*Assigned task 1*
Transcribe the portion of the corneal cell passage starting with "Experiments with epithelial" and going on through "enhances IL-8 production.".
*Assigned task 2*
According to the corneal cell passage, approximately how many SP binding sites does each human corneal epithelial cell have?
*Assigned task 3*
In the corneal cell passage, why were equilibrium-binding experiments with 125I-SP performed after the RT-PCR work? Answer in one to three sentences.
··· Passage ···
Experiments with epithelial cell cultures generated from additional corneal donors were then performed. In these experiments, supernatants were collected from human corneal epithelial cell cultures stimulated at various times with SP and assayed for IL-8 production (Fig. 1) . During 3 hours of stimulation, it was found that SP-stimulated cells produced more than three times as much IL-8 as did nonstimulated cells. IL-8 production did not increase after 3 hours. These results indicate that exposure of human corneal epithelial cells to SP significantly enhances IL-8 production. 
Detection of NK-1 Receptors on Human Corneal Epithelial Cells
NK-1 molecules are the principle SP receptors expressed on peripheral tissues. 24 Therefore, we used RT-PCR to determine whether the gene for the NK-1 receptor is transcribed by human corneal epithelial cells. It was found that an RT-PCR product complementary to NK-1 receptor mRNA could be amplified easily from purified human corneal epithelial cell RNA (data not shown). To confirm that NK-1 receptor transcripts were expressed as cell surface SP-binding proteins, equilibrium-binding experiments with 125I-SP were performed. Analysis of the steady state binding of 125I-SP to human corneal epithelial cells indicated that SP binds to these cells in a specific and saturable manner (Fig. 2) . Scatchard analysis of the binding data indicated that human corneal epithelial cells have approximately 820 binding sites per cell with a K d value of 3.6 × 10−9 M (Fig. 2 , inset). The K d is consistent with K d values previously reported for human SP receptors. 32 33 34  
Spantide is a specific NK-1 receptor antagonist. 35 The dependence of IL-8 gene expression on interactions between SP and NK-1 receptors was confirmed by demonstrating that IL-8 synthesis was not induce in cultures exposed to SP in the presence of the NK-1 receptor agonist (Fig. 3) . Thus, specific inhibition of the binding of SP to NK-1 receptors blocks induction of IL-8 synthesis.
··· Excerpted records ···
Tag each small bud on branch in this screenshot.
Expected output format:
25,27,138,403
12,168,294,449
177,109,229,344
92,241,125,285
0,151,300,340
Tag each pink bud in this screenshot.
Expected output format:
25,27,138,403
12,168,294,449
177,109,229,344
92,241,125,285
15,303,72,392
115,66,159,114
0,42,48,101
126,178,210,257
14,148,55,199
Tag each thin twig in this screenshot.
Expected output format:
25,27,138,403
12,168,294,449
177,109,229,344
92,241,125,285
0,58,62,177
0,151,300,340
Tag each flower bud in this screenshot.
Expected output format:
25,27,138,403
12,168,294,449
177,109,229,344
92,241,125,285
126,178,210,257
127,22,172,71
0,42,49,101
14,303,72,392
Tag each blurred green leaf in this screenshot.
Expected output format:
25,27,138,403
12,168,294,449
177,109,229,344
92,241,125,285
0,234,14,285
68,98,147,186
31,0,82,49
···
··· Excerpted records ···
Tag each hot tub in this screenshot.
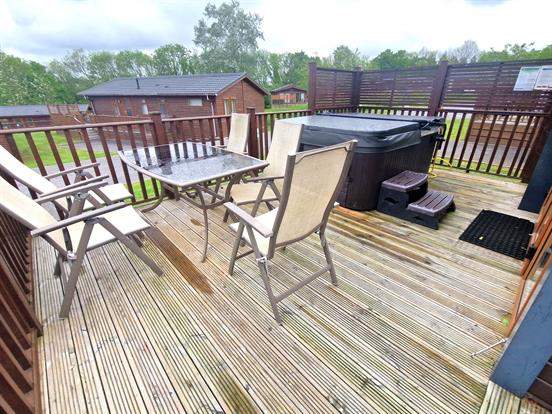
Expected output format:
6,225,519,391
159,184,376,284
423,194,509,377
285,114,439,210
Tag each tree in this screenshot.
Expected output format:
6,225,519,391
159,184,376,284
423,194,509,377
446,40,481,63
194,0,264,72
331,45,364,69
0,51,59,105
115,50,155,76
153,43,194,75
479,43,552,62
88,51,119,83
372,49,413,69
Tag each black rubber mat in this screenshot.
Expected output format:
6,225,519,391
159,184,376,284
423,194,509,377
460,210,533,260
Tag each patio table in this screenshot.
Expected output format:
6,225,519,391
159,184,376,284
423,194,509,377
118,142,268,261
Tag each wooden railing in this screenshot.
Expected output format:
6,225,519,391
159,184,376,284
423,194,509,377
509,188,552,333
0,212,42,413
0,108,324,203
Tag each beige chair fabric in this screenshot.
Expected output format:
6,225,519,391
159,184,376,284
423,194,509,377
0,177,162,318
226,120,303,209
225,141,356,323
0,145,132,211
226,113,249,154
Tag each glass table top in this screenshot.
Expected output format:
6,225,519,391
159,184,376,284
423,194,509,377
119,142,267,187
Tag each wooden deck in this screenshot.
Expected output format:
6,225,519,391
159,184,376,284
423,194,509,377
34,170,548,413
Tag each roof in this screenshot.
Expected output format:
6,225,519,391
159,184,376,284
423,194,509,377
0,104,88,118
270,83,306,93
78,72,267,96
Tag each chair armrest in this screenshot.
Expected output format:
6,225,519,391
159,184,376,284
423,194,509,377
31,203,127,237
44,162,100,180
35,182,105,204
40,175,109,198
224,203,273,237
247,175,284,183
···
*Answer 1*
Experiments with epithelial cell cultures generated from additional corneal donors were then performed. In these experiments, supernatants were collected from human corneal epithelial cell cultures stimulated at various times with SP and assayed for IL-8 production (Fig. 1) . During 3 hours of stimulation, it was found that SP-stimulated cells produced more than three times as much IL-8 as did nonstimulated cells. IL-8 production did not increase after 3 hours. These results indicate that exposure of human corneal epithelial cells to SP significantly enhances IL-8 production.

*Answer 2*
Approximately 820 binding sites per cell.

*Answer 3*
RT-PCR showed that human corneal epithelial cells transcribe the NK-1 receptor gene. The binding experiments were done to confirm that these NK-1 receptor transcripts were expressed as cell surface SP-binding proteins.